_Supplied data_:
>>>
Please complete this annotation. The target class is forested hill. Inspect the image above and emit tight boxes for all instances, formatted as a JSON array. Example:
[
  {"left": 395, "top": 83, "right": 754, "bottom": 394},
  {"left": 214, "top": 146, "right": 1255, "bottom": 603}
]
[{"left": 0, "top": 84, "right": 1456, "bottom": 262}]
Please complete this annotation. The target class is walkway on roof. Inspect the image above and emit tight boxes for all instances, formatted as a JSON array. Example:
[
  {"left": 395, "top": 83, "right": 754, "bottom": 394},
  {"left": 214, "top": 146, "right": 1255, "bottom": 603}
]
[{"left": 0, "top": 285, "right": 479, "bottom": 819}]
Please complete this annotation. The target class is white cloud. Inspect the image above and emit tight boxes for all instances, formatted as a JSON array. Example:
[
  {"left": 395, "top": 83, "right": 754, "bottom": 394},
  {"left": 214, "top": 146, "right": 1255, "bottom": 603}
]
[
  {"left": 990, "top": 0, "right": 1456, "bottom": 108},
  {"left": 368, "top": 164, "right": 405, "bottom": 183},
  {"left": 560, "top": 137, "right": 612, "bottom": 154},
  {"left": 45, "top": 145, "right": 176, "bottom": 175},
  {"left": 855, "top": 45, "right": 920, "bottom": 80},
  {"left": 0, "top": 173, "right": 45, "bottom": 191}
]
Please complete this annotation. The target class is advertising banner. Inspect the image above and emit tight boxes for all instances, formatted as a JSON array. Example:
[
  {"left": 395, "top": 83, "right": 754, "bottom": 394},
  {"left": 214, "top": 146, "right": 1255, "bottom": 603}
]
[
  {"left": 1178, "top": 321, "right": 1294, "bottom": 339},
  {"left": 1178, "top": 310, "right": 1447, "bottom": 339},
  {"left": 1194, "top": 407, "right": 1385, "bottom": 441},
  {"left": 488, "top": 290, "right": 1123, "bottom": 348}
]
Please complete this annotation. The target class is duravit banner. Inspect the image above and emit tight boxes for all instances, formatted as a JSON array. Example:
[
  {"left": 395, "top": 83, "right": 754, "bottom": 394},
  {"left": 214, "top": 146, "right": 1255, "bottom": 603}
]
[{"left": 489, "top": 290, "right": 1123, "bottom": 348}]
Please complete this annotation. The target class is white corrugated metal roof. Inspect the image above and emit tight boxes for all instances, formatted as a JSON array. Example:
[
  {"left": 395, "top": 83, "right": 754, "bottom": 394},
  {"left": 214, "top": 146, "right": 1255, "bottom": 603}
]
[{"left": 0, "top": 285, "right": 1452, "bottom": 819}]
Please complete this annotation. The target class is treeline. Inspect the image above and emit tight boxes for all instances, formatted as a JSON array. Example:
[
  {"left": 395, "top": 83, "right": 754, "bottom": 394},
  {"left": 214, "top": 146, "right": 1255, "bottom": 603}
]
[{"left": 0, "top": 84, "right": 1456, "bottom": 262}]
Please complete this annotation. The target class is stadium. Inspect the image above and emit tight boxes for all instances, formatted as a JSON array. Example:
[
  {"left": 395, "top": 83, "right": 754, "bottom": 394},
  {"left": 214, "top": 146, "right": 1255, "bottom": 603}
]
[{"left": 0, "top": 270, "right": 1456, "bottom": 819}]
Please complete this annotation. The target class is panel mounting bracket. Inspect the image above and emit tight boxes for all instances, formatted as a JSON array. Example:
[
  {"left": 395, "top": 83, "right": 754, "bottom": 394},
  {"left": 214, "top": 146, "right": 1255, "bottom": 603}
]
<<<
>>>
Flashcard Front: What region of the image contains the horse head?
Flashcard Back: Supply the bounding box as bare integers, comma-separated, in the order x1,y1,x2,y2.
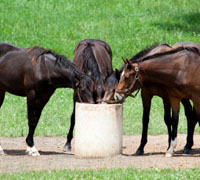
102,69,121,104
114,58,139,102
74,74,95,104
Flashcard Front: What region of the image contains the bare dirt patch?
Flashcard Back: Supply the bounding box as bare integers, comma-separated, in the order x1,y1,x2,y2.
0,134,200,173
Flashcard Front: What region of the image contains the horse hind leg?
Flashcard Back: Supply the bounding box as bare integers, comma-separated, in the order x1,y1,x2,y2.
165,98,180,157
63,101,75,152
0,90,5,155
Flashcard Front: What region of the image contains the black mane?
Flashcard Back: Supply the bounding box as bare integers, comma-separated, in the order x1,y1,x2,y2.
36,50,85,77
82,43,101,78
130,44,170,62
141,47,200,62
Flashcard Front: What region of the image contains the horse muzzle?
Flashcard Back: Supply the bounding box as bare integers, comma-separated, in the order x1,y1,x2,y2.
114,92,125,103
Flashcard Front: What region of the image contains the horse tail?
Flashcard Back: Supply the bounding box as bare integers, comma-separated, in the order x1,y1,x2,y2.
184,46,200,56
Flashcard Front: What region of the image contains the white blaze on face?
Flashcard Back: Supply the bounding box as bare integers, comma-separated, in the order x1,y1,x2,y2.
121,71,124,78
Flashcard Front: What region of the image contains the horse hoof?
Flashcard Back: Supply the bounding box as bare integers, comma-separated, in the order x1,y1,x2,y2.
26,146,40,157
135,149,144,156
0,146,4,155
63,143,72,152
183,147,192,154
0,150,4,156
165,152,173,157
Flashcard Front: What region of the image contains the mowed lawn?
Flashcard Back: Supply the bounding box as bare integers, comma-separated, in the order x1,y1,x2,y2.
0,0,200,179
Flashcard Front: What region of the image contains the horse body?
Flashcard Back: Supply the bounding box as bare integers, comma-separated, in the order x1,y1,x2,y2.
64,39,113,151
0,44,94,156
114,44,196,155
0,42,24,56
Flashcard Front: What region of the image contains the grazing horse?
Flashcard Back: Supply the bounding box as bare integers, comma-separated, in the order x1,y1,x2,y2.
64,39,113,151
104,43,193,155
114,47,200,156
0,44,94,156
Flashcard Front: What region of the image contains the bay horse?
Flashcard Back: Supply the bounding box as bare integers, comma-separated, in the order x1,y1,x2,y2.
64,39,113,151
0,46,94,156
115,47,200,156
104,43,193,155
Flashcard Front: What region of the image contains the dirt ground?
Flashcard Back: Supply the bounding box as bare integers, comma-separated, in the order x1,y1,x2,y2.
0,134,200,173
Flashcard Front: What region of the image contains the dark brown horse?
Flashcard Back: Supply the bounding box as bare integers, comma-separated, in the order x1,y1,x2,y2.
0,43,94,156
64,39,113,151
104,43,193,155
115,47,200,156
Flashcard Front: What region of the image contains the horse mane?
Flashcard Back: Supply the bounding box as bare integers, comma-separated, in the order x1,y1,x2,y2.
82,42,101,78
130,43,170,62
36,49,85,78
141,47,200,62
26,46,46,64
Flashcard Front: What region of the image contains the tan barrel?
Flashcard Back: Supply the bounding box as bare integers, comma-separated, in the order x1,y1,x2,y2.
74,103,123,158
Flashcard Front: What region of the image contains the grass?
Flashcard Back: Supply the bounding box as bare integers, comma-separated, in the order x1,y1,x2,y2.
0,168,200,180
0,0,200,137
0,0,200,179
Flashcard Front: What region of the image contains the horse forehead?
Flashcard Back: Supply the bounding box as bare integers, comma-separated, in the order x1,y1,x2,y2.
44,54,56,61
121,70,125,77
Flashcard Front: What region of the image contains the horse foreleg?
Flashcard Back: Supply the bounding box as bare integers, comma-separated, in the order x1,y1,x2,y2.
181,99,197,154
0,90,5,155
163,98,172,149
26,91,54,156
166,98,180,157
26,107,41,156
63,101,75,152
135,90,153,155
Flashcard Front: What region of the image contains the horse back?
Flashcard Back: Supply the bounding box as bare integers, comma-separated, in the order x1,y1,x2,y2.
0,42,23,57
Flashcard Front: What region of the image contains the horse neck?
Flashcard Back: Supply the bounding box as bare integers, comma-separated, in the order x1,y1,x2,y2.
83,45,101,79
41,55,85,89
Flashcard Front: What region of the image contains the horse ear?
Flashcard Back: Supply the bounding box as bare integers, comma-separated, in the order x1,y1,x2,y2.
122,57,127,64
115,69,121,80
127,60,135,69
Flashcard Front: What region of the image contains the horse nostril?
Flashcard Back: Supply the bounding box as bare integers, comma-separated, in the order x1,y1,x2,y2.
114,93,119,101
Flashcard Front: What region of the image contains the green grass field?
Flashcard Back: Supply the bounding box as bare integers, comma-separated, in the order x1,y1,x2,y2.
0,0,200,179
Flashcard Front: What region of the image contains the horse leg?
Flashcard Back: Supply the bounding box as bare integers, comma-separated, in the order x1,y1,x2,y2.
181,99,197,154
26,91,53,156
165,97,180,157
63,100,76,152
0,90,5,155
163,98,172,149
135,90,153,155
<<<
>>>
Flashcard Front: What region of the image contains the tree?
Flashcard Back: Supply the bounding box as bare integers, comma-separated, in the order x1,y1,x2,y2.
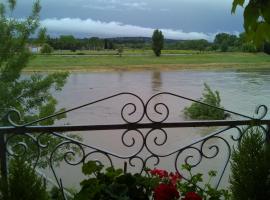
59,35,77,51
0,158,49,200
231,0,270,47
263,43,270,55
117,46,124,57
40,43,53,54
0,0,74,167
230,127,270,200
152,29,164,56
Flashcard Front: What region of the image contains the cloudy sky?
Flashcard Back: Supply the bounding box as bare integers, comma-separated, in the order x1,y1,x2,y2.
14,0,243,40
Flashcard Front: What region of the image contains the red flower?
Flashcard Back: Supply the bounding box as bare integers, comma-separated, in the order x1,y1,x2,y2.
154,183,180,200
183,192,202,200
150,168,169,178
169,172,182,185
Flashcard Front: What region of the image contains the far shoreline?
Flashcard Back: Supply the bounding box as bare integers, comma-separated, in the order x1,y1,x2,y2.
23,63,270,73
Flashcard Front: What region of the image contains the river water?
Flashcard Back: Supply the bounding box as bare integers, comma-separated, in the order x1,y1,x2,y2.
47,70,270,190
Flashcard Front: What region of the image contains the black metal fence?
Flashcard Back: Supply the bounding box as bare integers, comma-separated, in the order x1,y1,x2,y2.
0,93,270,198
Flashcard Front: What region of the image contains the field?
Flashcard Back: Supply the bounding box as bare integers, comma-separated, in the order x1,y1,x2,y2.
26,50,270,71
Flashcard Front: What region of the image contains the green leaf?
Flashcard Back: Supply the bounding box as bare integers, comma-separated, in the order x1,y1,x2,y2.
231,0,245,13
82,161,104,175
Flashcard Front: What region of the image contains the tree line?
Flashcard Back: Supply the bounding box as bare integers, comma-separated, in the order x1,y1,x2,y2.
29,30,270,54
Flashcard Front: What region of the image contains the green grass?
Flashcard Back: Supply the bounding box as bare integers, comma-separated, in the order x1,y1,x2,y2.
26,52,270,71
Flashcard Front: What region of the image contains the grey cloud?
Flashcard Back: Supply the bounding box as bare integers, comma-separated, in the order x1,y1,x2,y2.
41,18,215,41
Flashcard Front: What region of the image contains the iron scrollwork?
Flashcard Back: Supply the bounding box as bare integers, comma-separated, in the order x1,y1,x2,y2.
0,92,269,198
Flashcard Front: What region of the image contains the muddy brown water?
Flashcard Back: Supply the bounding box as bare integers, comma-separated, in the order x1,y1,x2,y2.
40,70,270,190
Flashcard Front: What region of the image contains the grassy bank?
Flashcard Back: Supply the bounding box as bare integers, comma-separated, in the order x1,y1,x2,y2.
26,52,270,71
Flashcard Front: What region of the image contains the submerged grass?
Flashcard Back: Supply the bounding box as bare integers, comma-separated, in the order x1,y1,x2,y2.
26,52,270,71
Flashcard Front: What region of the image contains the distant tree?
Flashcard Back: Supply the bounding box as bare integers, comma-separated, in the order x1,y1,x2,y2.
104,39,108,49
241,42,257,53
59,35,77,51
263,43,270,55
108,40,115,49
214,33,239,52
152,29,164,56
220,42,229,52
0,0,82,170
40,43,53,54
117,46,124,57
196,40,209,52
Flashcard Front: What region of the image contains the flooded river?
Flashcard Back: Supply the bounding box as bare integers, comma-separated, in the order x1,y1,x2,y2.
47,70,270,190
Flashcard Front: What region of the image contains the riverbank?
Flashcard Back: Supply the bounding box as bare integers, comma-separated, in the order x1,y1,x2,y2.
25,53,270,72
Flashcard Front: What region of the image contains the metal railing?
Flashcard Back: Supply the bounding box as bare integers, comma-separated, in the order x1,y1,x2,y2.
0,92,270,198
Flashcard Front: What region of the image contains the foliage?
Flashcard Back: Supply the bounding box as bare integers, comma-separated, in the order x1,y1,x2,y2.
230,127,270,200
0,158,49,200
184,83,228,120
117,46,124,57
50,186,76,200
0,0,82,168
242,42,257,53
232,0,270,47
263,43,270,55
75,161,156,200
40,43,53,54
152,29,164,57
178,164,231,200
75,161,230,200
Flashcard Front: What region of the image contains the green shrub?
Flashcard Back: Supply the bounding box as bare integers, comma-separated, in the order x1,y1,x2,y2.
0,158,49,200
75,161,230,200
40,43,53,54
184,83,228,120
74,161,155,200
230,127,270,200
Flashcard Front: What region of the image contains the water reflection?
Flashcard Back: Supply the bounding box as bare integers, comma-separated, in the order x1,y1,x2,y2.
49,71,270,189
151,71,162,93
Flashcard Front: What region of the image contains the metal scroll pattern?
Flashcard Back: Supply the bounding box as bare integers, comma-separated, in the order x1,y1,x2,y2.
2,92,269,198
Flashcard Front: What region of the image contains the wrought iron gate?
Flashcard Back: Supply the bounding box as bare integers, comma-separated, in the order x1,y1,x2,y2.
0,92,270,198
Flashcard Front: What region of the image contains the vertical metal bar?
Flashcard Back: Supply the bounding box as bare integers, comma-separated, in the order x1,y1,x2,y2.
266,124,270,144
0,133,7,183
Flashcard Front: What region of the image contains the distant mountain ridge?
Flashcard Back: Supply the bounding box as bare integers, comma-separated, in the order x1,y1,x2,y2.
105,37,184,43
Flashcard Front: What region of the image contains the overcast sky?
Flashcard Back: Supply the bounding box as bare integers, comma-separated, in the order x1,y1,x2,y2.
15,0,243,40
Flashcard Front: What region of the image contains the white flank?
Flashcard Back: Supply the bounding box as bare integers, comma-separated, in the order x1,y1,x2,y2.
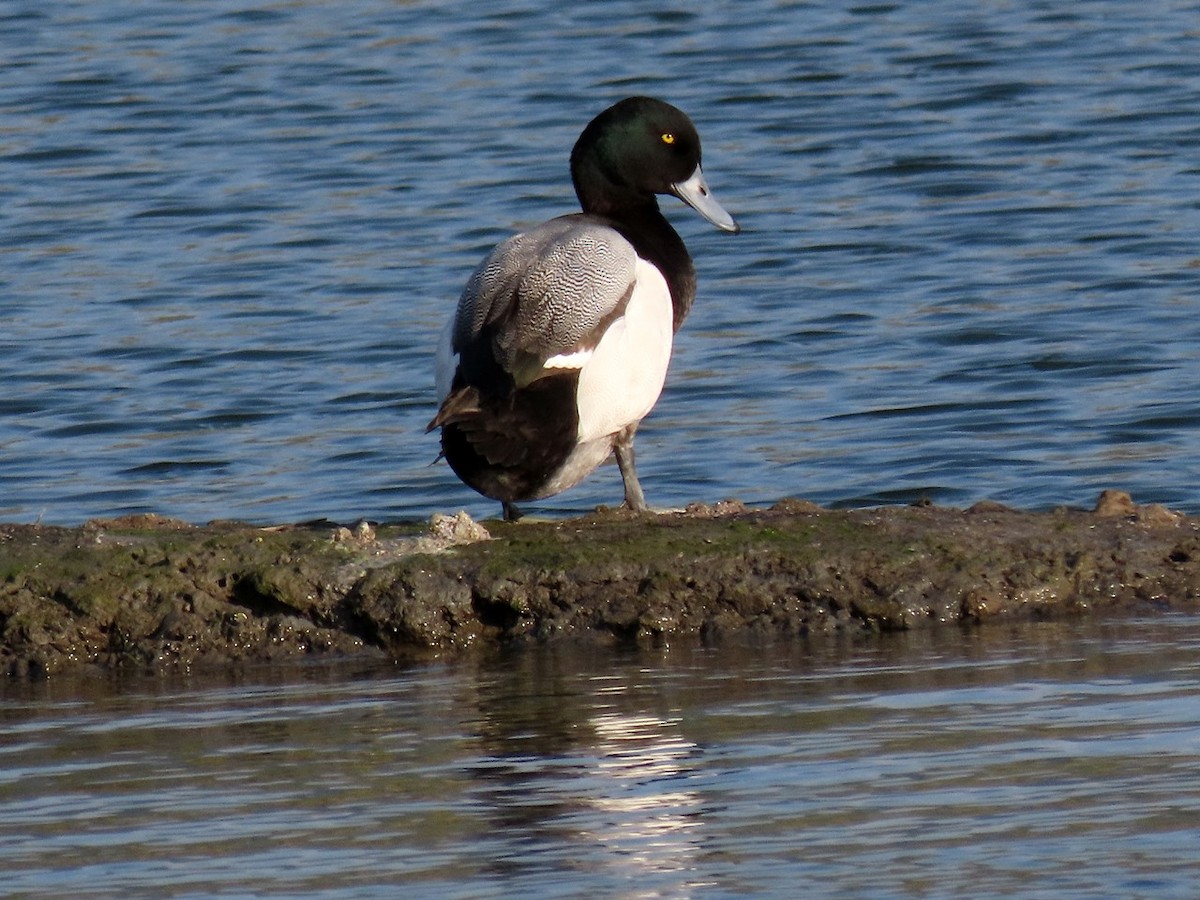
<<<
_Request_:
Copy out the lines word for word, starting with the line that contains "the horse muzzle?" and going on through the line that contains "121,71,124,78".

_The answer_:
Flashcard Front: What region of the image contains the horse muzzle?
Flashcard Back: Supply the bounding box as bare integers, comma-separated, in the order x1,y1,x2,y2.
114,92,125,103
Flashcard Front: What region of the image contains the horse tail?
Flashcard Back: Supply the bounding box as bare integers, comma-separated, in the order x1,y1,x2,y2.
184,46,200,56
Flashcard Front: What region of the image contains the white blaze on face?
Flashcard Back: Supply the bounding box as bare integers, comma-separated, in the order x1,y1,x2,y2.
121,71,124,78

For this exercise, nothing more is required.